GIVEN PASSAGE start

Is being taken private necessarily a bad thing?

As tech investors have seen with Michael Dell’s efforts to take personal computer giant Dell Inc. (NASDAQ:DELL) private again, being taken private after several years on the public market is not a positive sign. It usually indicates that a company needs to restructure its operations for longer-term growth away from the myopic gaze of investors more concerned with quarterly reports.

For Dole Food Company, Inc. (NYSE:DOLE), that may be the case as well. Dole’s investors recently expressed dismay over the company’s indefinite suspension of its share buyback plan to buy three custom built refrigerated container ships for $165 million. Analysts are also becoming increasingly bearish on the company’s growth prospects, with Thomson Reuters’ StarMine valuing the intrinsic value (based on ten-year growth models) of the company at $9.46 per share – 21% lower than Murdock’s offer. To top top that off, Dole has reported losses for three consecutive quarters.

Prior to Murdock’s offer, shares of Dole Food Company, Inc. (NYSE:DOLE) had plunged 33% from its all-time high of $15.16 in September. That surge in September was attributed to the sale of Dole’s packaged foods and Asia fresh produce business to Japanese conglomerate Itochu for $1.7 billion. That sale reduced Dole’s size by a third, leaving the company with only its fruit and vegetables operations in North America, and its fruit business in Latin America, Europe and Africa.

Lastly, Dole and Fresh Del Monte Produce Inc (NYSE:FDP) were both fined in 2008 by the EU for price collusion of banana exports. Fresh Del Monte recently won a reduction of its fine to 8.82 million euros ($11.4 million), while Dole Food Company, Inc. (NYSE:DOLE) lost an appeal to reduce its 45.6 million euro ($60.7 million) fine. That big fine is currently weighing down Dole’s quarterly earnings.

GIVEN PASSAGE end

> [EXERCISE INSTRUCTIONS]
A: Answer these from the Dole passage:
(i) How much did Dole plan to spend on the three custom-built refrigerated container ships?
(ii) To which company did Dole sell its packaged foods and Asia fresh produce business?
(iii) How large was the EU fine that Dole failed to get reduced on appeal?
B: Please set down everything in the Dole passage from "Lastly, Dole and" down to "Dole’s quarterly earnings.", word for word.

EXCERPTED RECORDS start

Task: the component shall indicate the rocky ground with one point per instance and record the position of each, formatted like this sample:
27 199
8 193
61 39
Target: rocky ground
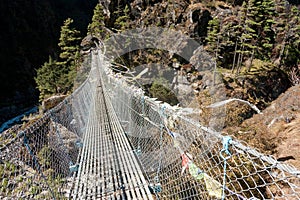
277 130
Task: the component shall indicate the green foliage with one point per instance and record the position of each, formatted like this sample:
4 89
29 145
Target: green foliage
68 41
212 34
162 91
47 78
44 156
122 21
96 27
57 76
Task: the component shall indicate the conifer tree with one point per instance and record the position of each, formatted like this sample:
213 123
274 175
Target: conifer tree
47 78
69 56
212 34
96 27
57 76
292 43
68 41
122 21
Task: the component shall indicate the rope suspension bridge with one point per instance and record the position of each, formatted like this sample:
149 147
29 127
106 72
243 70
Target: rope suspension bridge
109 141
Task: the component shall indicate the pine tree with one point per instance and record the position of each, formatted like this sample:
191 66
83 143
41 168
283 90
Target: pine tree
56 77
292 43
122 21
69 57
47 78
96 27
212 35
68 41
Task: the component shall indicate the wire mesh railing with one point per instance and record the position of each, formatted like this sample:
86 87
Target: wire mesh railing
39 161
184 160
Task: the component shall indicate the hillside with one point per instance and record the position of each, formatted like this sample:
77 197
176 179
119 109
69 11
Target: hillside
29 34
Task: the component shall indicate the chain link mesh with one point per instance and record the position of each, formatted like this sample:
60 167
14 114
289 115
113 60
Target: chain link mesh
184 160
38 161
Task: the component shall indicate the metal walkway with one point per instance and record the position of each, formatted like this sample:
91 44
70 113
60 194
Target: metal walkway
108 168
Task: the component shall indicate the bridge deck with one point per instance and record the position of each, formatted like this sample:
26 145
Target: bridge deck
108 168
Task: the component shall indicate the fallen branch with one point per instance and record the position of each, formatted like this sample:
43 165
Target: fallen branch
221 103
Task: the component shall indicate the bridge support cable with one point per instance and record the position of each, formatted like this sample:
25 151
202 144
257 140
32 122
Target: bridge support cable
108 167
194 161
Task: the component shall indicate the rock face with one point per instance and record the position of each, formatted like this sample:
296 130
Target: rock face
277 130
52 102
30 34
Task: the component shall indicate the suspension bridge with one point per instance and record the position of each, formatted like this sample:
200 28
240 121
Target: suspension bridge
109 141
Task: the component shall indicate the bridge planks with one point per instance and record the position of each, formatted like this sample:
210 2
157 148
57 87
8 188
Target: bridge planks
108 167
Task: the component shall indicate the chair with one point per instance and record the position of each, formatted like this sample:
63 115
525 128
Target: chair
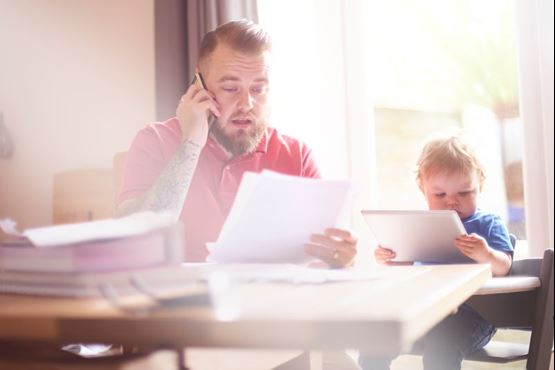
524 300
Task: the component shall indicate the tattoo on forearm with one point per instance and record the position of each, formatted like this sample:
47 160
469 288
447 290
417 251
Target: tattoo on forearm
170 189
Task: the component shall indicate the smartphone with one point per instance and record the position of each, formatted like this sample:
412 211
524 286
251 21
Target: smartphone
198 76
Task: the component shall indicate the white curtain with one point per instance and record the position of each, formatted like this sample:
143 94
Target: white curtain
535 39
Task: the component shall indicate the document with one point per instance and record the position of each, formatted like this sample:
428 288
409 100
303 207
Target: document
273 216
59 235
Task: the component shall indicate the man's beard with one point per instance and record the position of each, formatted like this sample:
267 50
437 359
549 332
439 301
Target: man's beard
241 141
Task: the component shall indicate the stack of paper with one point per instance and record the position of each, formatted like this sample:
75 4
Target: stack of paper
74 259
273 216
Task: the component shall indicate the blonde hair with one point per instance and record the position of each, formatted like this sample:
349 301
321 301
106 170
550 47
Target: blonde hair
242 35
450 155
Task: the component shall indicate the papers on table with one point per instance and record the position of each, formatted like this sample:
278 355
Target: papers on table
274 215
55 236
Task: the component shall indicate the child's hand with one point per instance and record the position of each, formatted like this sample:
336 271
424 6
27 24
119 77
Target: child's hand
383 255
474 246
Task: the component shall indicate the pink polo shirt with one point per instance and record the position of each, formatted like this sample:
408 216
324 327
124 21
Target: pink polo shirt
216 178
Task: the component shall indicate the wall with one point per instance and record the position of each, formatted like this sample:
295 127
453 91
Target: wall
76 83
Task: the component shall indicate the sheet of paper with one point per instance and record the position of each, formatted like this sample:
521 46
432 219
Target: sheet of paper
50 236
274 215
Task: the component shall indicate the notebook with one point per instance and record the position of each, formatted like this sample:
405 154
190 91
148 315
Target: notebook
423 236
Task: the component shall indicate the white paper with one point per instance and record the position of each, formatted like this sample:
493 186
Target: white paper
135 224
273 216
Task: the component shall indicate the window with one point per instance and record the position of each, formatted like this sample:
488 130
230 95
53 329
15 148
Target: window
375 79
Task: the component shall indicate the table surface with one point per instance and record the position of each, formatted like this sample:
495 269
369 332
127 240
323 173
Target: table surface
380 315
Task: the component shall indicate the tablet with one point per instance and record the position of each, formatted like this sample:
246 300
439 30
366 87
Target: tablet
423 236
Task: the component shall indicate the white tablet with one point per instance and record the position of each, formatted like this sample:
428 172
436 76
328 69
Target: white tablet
424 236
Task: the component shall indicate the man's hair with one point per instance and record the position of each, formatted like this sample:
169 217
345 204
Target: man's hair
242 35
448 155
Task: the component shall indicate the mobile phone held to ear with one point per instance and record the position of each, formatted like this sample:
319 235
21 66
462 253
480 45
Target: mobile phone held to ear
198 77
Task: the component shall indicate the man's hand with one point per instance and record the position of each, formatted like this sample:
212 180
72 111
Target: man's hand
193 113
336 247
383 255
475 247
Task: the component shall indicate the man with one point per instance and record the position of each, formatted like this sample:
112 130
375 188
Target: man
192 164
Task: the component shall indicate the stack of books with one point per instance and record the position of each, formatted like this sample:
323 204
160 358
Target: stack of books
88 259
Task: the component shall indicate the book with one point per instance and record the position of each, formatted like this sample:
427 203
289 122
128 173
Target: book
157 282
163 245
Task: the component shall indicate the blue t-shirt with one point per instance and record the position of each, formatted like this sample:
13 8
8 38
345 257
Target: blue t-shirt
490 227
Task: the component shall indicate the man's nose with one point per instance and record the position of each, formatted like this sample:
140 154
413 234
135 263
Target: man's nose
246 101
452 200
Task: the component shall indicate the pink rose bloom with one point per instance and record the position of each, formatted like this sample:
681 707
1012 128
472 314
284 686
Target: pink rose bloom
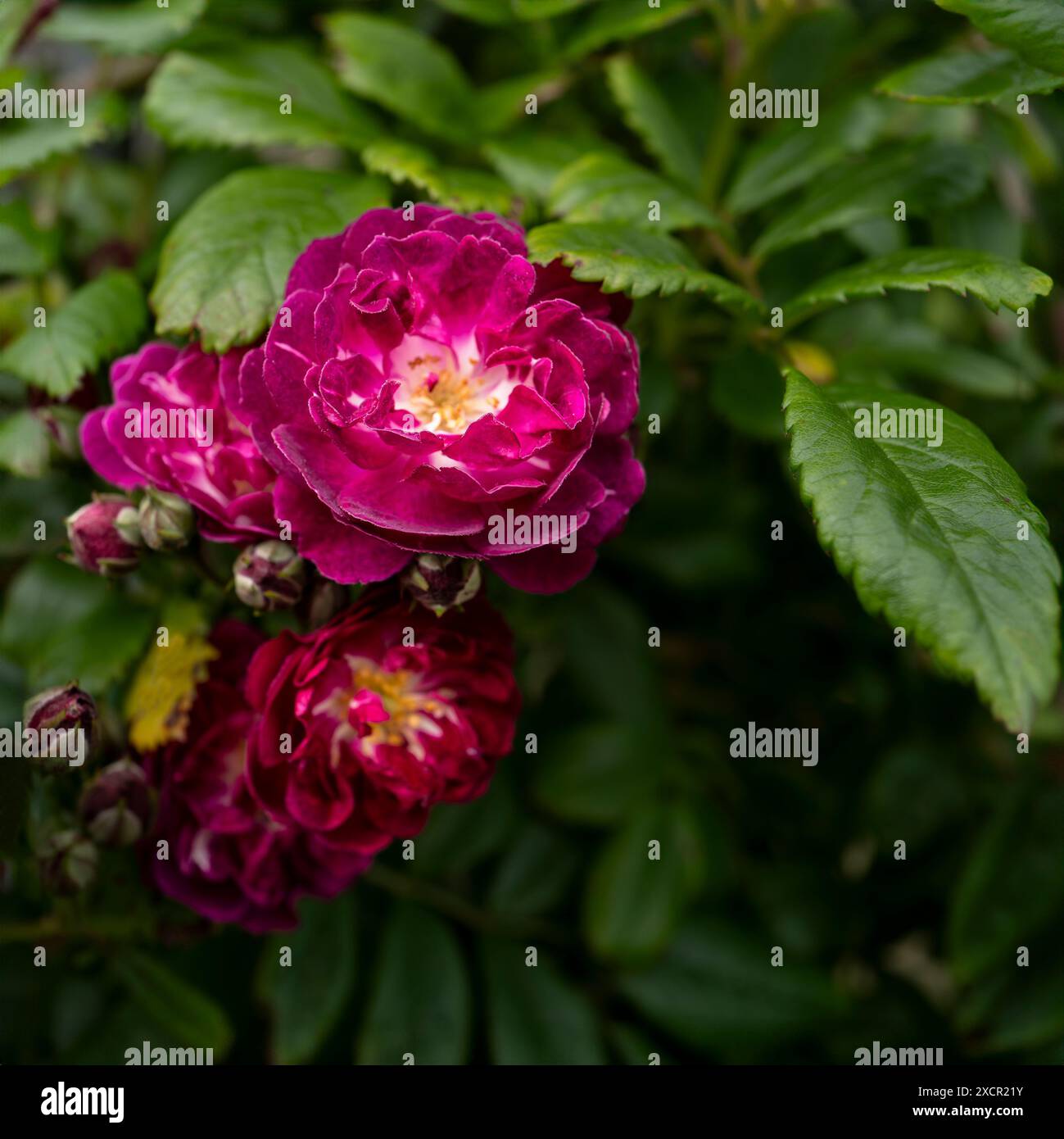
206 455
426 388
360 733
228 860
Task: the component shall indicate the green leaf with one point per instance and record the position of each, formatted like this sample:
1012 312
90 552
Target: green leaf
404 70
930 538
625 20
421 1001
632 260
24 248
535 1016
918 350
95 324
534 874
927 178
532 162
605 187
193 1019
649 116
224 266
35 142
307 996
24 447
717 990
459 836
128 29
791 155
633 901
465 190
233 98
967 76
595 774
14 17
1034 29
1012 885
994 280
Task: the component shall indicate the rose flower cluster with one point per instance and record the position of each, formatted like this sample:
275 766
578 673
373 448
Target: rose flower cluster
426 406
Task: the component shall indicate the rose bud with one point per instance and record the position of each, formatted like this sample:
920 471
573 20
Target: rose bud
441 583
269 575
116 806
67 862
104 535
166 520
61 709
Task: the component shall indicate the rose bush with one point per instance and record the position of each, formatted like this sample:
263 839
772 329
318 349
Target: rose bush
221 473
423 379
228 859
369 721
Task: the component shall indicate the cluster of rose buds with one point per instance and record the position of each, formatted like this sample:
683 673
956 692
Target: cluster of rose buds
432 403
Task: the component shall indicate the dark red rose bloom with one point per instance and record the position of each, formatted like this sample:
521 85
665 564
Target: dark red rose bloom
369 721
228 860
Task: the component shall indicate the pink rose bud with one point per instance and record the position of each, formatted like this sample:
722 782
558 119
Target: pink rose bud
269 577
166 520
116 806
105 537
441 583
67 862
61 709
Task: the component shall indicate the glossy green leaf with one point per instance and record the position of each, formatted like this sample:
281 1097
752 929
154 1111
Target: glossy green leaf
535 1015
225 263
649 116
125 29
931 538
932 177
994 280
633 900
189 1015
31 143
93 324
307 996
1034 29
421 1001
465 190
403 70
233 98
967 76
717 989
624 257
605 187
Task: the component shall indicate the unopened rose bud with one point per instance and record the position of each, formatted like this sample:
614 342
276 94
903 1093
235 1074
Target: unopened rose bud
105 537
61 709
166 520
439 583
116 806
269 575
67 862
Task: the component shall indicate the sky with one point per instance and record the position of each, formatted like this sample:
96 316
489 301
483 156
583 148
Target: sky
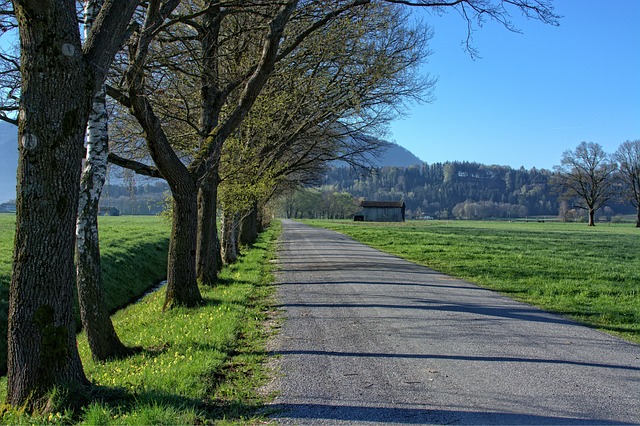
531 96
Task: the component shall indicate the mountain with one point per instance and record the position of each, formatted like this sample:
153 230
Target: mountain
8 161
397 156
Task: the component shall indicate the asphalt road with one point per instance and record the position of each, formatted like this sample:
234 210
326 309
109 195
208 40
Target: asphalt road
369 338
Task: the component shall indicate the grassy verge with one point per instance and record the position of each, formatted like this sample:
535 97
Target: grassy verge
198 366
591 274
134 259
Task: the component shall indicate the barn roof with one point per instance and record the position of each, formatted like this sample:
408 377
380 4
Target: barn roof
383 204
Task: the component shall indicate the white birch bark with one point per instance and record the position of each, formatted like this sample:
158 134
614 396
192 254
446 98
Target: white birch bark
103 341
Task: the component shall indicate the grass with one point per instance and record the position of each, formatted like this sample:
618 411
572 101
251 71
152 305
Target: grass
591 274
134 259
198 366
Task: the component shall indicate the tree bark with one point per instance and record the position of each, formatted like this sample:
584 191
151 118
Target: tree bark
59 79
208 259
42 346
103 340
249 227
182 287
229 238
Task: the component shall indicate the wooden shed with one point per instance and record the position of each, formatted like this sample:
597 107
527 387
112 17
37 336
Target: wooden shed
381 211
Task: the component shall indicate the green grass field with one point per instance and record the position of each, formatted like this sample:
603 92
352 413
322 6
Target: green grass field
198 366
134 259
591 274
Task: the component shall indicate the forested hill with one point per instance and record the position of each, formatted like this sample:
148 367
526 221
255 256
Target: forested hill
437 190
8 161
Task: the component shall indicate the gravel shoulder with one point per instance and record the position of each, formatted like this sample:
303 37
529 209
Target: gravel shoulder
369 338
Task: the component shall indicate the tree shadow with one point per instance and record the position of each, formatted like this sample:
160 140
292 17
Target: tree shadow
321 413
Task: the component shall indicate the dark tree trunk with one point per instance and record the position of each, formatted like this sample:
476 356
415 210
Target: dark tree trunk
182 287
103 340
249 226
42 348
208 259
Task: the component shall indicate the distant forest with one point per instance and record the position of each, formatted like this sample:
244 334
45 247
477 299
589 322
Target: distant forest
457 190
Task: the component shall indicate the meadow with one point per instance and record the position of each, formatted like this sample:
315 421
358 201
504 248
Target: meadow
590 274
197 365
134 259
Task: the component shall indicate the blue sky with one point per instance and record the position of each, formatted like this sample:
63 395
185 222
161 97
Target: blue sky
530 96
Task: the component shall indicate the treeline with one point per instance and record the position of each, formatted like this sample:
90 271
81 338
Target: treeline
146 199
461 190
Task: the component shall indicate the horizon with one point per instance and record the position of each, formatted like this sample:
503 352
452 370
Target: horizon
530 96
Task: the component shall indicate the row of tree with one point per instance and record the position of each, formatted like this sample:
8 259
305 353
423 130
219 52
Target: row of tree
229 101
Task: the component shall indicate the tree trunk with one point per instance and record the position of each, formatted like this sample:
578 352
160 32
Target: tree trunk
182 287
229 238
103 340
208 258
42 348
249 226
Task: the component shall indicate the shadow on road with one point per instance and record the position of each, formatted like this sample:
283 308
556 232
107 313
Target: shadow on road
317 413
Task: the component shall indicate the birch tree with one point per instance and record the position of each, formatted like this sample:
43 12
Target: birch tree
59 77
96 321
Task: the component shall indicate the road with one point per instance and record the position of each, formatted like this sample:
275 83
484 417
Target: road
369 338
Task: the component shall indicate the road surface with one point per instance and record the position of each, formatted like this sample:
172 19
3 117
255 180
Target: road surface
369 338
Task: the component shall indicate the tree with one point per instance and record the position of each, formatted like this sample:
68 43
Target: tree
587 174
59 77
96 321
628 158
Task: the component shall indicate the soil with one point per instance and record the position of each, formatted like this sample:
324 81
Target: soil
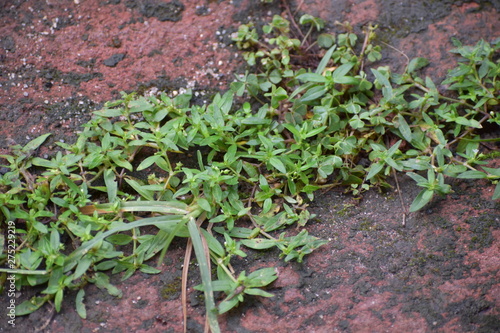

EXCERPTED RECORDS end

> [TASK-BY-TASK SOLUTIONS]
A:
(i) $165 million
(ii) Itochu
(iii) 45.6 million euros ($60.7 million)

B:
Lastly, Dole and Fresh Del Monte Produce Inc (NYSE:FDP) were both fined in 2008 by the EU for price collusion of banana exports. Fresh Del Monte recently won a reduction of its fine to 8.82 million euros ($11.4 million), while Dole Food Company, Inc. (NYSE:DOLE) lost an appeal to reduce its 45.6 million euro ($60.7 million) fine. That big fine is currently weighing down Dole’s quarterly earnings.